• [Data for this task]
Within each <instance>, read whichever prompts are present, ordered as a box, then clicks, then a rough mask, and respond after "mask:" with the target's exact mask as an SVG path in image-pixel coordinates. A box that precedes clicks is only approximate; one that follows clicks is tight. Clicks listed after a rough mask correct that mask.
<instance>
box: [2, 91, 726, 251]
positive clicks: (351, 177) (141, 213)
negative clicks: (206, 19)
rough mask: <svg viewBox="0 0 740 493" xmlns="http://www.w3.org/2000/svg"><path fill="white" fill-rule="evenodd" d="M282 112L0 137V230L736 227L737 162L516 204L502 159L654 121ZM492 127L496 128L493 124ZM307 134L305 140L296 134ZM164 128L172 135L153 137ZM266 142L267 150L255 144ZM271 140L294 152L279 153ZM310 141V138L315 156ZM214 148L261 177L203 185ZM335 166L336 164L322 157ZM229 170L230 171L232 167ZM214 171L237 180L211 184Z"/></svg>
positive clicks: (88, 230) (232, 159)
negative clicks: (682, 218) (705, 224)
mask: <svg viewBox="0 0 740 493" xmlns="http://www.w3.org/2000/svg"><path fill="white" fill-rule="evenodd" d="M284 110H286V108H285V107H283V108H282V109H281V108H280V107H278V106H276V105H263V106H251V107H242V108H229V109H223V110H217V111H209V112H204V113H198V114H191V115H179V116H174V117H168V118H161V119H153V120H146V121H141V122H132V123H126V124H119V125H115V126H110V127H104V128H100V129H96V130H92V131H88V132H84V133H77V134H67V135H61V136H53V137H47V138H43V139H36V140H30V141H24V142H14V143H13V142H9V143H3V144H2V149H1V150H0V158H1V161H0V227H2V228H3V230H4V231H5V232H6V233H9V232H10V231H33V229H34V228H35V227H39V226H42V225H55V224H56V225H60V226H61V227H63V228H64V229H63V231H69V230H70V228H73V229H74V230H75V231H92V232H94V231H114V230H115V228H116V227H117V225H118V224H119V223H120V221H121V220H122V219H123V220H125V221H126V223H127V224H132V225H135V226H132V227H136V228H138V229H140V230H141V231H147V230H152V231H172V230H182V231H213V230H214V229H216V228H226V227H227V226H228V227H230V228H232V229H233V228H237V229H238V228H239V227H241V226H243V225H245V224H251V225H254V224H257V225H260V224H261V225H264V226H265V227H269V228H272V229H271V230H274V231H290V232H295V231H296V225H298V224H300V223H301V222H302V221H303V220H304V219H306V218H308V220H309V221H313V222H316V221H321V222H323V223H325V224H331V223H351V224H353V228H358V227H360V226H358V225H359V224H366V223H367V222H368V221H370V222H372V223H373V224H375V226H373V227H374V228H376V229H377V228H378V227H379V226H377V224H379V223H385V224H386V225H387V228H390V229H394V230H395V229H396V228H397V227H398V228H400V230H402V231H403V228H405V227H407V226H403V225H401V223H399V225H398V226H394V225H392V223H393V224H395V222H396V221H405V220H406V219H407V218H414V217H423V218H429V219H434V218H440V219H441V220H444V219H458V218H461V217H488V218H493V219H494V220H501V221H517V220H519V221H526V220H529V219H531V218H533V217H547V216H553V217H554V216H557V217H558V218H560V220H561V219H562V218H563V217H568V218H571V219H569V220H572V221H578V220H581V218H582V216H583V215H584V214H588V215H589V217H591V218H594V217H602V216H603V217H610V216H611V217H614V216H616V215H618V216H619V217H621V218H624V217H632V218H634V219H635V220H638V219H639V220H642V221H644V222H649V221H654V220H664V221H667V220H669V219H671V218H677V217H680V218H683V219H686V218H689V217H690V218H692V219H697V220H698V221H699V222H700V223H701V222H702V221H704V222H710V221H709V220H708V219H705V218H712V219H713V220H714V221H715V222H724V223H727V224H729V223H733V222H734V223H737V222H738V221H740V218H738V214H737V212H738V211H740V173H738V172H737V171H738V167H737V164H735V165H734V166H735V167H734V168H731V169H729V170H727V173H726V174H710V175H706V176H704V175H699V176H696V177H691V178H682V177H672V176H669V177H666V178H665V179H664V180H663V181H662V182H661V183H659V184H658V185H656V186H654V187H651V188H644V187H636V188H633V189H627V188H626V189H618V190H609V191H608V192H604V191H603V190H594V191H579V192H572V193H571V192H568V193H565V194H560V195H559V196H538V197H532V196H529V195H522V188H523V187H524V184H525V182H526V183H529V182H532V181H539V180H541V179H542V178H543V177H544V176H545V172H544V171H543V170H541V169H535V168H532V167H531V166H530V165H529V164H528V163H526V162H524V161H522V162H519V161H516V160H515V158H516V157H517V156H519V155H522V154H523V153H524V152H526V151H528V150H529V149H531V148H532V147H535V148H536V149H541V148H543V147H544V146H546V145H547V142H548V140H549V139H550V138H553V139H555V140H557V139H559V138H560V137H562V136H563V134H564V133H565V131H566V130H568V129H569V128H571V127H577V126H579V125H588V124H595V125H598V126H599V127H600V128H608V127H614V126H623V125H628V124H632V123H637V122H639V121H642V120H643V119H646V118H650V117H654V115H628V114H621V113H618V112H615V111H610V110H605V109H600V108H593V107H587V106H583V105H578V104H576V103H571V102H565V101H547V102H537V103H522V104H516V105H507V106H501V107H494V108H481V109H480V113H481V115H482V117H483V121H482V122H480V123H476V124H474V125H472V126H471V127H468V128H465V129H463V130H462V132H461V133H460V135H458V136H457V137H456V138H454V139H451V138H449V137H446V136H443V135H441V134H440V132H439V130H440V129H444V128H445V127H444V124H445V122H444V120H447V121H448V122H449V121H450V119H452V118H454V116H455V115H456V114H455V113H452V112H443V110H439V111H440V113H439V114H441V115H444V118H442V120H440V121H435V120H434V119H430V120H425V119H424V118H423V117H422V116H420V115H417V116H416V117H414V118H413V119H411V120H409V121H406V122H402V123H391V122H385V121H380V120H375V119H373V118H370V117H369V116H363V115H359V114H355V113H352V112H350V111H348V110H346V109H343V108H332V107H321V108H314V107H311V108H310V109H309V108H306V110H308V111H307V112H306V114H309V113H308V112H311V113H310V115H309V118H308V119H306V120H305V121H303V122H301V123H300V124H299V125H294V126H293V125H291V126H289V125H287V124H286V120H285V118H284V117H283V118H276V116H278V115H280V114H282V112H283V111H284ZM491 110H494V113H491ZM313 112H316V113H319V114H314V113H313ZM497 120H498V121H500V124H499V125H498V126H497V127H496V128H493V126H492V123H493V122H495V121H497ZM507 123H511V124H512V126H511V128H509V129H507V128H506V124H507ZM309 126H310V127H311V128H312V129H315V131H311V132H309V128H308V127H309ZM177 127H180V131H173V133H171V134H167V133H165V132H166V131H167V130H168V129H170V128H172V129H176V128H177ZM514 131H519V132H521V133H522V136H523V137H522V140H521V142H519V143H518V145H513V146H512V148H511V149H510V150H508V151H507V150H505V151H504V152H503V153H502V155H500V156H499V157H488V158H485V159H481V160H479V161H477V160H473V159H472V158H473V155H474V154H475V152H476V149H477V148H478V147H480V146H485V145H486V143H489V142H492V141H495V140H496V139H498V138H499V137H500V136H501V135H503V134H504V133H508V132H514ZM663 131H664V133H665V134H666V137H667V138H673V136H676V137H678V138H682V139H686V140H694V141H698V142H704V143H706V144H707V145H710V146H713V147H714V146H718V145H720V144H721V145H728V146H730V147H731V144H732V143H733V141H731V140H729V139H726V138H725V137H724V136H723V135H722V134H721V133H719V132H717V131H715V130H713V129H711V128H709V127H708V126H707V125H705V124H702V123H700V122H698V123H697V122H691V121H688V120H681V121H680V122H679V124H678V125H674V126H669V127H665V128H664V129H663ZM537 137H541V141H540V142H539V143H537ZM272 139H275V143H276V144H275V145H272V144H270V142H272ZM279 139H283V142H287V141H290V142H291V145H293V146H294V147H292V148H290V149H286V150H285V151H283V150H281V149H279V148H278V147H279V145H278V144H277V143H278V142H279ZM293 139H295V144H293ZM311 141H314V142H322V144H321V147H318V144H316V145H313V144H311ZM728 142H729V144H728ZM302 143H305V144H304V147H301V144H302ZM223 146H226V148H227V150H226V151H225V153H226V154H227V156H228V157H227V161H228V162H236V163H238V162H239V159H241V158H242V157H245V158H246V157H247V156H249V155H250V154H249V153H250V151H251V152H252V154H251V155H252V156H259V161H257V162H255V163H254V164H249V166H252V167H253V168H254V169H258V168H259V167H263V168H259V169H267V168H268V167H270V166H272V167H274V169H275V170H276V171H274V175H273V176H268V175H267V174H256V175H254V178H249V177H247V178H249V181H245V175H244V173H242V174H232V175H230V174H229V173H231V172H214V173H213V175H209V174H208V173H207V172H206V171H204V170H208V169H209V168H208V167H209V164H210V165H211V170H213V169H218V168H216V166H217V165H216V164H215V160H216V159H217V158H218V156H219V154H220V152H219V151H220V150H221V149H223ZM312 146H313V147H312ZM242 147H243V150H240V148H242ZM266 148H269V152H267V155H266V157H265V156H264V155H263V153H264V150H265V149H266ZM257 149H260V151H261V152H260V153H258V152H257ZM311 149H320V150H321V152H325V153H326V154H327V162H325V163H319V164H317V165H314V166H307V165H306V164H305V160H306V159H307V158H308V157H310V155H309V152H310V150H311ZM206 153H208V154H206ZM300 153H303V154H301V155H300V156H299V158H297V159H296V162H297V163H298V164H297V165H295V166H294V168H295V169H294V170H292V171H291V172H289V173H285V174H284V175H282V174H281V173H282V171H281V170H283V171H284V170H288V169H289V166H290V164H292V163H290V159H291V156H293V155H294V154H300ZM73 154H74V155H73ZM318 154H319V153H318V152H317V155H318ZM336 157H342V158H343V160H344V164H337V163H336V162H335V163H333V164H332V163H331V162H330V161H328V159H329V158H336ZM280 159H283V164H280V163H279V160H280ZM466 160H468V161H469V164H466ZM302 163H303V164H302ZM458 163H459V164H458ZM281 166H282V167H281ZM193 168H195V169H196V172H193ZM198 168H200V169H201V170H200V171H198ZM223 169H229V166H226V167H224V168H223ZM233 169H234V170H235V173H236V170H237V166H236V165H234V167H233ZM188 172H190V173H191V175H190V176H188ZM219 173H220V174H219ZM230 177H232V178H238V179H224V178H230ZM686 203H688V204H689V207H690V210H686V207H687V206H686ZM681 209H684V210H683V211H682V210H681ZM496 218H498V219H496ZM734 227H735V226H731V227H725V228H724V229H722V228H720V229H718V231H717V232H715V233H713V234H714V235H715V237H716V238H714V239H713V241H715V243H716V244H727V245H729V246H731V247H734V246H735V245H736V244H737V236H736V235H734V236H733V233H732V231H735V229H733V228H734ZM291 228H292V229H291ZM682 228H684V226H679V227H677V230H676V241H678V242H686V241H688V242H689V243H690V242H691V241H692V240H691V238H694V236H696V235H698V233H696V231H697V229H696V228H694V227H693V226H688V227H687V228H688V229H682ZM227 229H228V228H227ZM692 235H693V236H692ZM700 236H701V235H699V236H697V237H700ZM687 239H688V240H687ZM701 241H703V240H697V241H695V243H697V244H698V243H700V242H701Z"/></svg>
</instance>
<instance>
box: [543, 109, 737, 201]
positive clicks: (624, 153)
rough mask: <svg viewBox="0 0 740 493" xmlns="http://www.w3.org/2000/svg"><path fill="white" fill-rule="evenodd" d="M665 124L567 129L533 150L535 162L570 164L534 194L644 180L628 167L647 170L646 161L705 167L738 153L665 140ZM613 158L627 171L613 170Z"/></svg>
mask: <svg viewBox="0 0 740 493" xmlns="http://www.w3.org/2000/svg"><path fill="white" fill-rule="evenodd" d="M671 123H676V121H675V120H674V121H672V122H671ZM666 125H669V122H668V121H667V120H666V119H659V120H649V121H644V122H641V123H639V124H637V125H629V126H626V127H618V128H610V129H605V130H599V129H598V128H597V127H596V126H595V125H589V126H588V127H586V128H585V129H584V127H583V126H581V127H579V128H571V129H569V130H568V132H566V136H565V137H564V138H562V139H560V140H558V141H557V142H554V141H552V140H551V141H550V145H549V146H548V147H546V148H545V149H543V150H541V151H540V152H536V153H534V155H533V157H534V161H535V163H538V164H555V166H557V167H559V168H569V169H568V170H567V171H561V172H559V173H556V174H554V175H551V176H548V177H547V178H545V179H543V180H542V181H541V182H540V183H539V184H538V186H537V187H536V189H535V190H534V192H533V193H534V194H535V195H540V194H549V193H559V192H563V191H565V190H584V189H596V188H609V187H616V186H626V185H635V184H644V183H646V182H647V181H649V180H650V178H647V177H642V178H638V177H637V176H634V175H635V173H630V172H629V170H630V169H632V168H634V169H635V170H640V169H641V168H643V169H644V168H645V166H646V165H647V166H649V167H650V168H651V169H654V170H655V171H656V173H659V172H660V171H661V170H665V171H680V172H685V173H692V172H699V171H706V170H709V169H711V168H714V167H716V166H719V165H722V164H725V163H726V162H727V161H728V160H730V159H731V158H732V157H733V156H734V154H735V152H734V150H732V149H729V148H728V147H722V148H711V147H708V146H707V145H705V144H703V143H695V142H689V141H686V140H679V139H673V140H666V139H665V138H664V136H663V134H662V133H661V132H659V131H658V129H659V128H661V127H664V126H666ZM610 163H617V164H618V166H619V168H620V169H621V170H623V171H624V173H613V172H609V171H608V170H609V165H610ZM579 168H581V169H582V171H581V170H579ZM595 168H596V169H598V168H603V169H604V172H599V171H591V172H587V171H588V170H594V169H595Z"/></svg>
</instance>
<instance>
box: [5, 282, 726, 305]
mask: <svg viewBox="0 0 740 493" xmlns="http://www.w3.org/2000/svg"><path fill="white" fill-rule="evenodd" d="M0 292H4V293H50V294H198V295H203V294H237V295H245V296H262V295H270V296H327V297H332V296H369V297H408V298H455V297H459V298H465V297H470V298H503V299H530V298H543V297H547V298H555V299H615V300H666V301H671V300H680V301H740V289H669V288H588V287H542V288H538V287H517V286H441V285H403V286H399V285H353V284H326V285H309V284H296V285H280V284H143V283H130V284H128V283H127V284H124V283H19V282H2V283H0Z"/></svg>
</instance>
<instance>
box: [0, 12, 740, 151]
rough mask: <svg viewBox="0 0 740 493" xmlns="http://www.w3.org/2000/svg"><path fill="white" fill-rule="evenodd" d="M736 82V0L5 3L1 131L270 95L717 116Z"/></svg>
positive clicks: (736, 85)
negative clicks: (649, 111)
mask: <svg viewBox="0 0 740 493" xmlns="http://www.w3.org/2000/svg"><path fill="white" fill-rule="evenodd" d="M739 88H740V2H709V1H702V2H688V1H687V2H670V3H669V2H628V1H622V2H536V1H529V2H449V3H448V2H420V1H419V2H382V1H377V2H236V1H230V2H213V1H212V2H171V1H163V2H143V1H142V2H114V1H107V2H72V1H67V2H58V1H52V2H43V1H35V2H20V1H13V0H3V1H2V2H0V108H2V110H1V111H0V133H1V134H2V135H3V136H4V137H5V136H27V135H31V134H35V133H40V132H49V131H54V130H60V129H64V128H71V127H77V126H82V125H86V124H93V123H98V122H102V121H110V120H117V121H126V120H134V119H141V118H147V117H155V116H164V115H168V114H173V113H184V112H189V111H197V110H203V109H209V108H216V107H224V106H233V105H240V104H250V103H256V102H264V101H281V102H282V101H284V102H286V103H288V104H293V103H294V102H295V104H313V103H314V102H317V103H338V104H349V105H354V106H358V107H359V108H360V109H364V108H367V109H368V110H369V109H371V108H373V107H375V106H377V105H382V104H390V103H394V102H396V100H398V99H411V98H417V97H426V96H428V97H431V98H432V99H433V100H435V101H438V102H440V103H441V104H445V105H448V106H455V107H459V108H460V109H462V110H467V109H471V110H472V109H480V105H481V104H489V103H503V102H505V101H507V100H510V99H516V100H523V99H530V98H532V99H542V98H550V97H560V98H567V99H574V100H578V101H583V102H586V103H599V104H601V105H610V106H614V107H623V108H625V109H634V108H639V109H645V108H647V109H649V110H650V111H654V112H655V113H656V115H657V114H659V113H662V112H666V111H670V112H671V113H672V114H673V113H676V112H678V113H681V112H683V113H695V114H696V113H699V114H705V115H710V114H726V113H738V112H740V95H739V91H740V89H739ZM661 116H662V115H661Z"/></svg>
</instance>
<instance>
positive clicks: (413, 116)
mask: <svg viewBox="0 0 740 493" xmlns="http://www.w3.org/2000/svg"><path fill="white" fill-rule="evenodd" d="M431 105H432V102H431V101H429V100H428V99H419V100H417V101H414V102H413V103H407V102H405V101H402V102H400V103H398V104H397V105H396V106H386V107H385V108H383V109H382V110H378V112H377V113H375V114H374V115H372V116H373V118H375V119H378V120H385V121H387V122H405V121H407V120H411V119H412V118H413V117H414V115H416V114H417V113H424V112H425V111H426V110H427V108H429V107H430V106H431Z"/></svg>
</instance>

• [Assigned task] Please count how many lines of the listing contain the word "negative" and give only that number.

• [Output] 3